### Material supplied
[Start of Attachment]

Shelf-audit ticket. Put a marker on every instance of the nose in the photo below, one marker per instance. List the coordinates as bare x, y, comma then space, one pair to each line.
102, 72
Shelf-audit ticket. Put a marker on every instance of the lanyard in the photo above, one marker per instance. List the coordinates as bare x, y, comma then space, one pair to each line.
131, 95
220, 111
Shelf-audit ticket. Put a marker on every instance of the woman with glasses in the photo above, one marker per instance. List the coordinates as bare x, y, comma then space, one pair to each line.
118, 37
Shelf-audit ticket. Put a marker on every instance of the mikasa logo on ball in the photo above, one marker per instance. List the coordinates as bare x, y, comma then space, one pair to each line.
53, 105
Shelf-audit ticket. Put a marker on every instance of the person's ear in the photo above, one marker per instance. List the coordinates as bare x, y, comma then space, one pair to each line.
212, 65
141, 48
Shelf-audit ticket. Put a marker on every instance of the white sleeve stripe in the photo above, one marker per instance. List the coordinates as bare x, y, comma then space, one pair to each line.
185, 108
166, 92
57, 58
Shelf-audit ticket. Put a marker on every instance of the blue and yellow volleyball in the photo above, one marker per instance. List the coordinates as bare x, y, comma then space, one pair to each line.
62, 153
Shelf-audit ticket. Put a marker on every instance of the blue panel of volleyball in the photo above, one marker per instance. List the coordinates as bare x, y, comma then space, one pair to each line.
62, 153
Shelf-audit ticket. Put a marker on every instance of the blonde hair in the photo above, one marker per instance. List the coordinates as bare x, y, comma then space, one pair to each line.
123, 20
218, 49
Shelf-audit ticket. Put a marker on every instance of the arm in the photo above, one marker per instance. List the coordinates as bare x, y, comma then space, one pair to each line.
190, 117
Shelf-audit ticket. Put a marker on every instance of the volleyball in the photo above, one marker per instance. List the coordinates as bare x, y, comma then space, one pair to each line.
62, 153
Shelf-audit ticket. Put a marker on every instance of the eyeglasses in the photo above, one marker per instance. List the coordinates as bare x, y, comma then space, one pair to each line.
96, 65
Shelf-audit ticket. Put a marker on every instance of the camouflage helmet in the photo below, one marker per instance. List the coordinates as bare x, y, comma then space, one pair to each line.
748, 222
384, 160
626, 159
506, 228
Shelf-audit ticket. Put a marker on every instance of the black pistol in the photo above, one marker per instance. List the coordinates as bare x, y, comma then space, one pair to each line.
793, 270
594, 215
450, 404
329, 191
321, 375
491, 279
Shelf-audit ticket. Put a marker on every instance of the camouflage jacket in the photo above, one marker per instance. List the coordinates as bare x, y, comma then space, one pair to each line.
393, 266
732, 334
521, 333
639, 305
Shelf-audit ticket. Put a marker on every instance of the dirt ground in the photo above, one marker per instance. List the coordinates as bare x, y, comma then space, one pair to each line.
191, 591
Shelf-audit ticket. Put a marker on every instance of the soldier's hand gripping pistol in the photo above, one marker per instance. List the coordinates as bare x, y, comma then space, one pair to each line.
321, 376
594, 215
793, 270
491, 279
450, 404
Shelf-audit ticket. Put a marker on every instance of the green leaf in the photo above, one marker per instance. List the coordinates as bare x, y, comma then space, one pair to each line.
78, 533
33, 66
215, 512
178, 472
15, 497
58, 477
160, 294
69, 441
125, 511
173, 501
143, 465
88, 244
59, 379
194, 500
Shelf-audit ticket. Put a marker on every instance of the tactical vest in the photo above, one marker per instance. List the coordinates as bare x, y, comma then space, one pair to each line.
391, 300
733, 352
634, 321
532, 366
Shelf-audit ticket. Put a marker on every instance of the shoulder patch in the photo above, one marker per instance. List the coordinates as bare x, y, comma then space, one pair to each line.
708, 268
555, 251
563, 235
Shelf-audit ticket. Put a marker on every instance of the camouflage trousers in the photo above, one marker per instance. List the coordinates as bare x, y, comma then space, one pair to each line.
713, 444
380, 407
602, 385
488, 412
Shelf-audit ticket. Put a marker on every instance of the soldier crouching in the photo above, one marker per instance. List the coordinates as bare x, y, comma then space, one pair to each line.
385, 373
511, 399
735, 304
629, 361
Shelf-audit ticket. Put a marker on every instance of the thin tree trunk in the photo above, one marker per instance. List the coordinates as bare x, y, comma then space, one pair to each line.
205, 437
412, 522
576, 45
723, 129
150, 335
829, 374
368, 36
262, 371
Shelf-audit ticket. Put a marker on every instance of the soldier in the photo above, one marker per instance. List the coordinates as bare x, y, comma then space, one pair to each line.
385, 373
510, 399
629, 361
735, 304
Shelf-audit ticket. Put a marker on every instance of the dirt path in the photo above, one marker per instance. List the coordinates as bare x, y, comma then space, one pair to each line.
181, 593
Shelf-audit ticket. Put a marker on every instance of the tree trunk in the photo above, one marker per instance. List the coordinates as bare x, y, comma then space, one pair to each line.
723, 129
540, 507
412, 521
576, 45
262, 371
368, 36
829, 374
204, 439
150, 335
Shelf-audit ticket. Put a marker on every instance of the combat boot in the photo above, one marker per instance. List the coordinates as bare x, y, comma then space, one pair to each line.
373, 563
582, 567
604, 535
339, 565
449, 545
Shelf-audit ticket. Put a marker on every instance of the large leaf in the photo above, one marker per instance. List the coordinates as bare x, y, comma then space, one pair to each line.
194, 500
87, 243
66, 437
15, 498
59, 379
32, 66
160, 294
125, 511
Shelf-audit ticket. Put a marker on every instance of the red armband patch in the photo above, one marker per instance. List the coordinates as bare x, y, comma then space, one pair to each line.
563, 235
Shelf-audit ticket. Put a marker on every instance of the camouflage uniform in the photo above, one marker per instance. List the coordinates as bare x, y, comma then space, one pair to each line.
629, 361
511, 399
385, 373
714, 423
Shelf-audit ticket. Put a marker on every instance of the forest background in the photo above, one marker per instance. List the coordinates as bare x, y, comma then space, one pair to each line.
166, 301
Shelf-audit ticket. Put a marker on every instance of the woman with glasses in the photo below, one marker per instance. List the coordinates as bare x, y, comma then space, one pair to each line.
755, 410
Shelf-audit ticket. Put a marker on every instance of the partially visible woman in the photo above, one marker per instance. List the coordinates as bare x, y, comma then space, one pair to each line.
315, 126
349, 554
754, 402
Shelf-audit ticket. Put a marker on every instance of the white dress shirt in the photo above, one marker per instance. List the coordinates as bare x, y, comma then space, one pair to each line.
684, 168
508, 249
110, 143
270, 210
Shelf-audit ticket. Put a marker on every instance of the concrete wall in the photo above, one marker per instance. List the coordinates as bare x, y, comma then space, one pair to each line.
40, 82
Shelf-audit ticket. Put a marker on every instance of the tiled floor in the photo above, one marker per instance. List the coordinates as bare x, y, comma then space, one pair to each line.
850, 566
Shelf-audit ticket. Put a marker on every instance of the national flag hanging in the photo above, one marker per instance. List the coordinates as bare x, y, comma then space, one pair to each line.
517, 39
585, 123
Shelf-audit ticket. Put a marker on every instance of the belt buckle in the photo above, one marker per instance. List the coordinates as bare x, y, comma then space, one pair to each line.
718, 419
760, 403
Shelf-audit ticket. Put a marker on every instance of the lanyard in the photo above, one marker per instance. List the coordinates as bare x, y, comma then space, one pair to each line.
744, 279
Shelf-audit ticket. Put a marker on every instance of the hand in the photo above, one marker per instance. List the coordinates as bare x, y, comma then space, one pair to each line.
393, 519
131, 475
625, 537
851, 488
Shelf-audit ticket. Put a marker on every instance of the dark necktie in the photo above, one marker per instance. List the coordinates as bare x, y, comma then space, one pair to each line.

[End of Attachment]

### Assignment
Exactly the lines from the one containing "Shelf-audit ticket. Put a marker on every instance of the belt" through the end of the records should be reproduced, and no others.

### Answer space
Shelf-audit ticket. Put a marker on every instance of the belt buckle in the photo above, one marker per instance. List the coordinates as bare x, y, comma then space, one pair to each line.
718, 419
760, 403
Shelf-audit ticket. Put a marker on every instance of the lanyard in the photo above, one marker per instance. List the coordinates as bare x, y, comma then space, one pair to each line.
744, 279
Shelf-audit ticket. Put a marker on every instance of the hand in the photo above, one marker per instance. List the coordinates as bare x, y, comma then space, one pair to each line.
393, 519
131, 475
625, 537
851, 488
Shelf-audit ticket. Put a marker on every instance of the dark necktie in the photo above, one marker per instance. List the coordinates as bare x, y, comma then space, one pair to each line.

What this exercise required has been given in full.